··· EXERCISE DATA
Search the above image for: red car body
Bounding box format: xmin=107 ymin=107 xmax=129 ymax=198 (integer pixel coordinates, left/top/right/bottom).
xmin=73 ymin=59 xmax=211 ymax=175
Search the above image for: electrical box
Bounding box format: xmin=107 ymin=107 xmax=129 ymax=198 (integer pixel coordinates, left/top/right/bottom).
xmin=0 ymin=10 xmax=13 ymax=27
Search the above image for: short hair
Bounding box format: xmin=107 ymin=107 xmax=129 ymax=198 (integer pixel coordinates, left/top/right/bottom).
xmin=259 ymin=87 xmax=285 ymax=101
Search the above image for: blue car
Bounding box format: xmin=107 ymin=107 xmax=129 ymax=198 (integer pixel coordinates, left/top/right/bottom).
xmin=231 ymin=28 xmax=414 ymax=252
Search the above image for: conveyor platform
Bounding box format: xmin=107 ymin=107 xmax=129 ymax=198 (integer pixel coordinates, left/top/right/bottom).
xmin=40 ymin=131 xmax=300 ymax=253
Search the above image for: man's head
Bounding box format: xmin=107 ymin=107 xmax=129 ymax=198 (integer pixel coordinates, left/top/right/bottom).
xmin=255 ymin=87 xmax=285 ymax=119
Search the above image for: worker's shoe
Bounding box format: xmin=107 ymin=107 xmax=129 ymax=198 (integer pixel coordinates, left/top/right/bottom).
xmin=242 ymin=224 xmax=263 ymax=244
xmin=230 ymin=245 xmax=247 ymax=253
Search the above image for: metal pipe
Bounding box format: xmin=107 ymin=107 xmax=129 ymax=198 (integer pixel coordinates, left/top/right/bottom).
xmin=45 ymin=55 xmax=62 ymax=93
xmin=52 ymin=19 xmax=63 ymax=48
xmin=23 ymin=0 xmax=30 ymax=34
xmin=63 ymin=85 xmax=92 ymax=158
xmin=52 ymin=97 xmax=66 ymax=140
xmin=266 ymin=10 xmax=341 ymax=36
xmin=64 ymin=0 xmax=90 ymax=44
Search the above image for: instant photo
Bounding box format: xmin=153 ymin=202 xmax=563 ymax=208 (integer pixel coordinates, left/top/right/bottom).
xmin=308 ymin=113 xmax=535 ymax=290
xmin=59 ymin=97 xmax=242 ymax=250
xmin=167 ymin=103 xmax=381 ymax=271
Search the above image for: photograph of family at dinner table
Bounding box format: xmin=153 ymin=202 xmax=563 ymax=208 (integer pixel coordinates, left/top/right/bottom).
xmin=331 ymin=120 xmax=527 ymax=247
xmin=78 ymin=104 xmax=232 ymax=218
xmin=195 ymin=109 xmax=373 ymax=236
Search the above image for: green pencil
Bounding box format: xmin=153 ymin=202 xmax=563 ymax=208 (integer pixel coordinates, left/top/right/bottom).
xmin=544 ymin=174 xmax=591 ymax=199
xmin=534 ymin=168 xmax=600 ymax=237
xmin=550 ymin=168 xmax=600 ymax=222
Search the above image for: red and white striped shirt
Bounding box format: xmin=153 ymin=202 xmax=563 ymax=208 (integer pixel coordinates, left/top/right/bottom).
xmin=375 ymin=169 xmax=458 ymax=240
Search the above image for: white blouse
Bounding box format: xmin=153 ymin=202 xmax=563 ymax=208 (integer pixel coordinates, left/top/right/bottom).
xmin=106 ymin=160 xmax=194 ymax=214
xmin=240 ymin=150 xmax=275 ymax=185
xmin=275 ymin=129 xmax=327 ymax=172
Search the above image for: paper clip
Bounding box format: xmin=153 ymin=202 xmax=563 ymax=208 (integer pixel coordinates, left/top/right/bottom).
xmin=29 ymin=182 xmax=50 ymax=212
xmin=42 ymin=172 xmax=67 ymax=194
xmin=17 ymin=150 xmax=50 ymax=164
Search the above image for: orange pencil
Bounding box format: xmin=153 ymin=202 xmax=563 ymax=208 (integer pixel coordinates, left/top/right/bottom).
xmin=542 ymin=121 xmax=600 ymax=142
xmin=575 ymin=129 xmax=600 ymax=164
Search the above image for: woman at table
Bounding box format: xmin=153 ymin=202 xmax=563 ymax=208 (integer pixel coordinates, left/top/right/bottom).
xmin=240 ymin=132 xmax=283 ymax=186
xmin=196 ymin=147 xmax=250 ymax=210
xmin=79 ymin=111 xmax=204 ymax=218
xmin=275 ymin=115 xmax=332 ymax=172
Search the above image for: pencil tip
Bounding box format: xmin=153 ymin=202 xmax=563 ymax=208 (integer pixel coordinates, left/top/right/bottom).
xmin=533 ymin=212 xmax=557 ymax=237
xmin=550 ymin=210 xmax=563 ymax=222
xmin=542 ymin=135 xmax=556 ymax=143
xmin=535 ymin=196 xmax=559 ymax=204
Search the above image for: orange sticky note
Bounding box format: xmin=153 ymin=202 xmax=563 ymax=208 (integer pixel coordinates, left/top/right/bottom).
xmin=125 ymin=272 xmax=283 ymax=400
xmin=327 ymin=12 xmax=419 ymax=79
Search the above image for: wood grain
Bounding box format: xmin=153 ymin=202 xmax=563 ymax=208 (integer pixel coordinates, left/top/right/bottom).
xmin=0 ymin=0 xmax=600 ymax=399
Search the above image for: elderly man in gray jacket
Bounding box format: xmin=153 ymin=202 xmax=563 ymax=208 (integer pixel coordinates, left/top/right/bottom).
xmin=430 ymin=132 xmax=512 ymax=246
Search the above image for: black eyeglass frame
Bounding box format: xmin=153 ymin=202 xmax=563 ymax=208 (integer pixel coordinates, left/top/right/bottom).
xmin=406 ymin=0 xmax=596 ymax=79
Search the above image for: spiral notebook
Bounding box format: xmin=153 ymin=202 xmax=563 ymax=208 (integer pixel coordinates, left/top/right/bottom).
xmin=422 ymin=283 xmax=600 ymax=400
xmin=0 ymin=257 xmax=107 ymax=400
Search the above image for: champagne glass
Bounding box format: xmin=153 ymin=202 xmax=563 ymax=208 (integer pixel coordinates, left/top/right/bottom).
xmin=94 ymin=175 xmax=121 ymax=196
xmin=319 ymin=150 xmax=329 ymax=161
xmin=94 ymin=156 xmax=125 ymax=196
······
# STATED TASK:
Format everything from the line containing "Search the above image for: man's head" down to the line containing "xmin=255 ymin=87 xmax=285 ymax=119" as a numbered list, leaving out any blank lines.

# OUTPUT OF THE TASK:
1. Search the above image for: man's head
2. Bounding box format: xmin=107 ymin=107 xmax=129 ymax=198 (integer pixel coordinates, left/top/right/bottom).
3. xmin=255 ymin=87 xmax=285 ymax=119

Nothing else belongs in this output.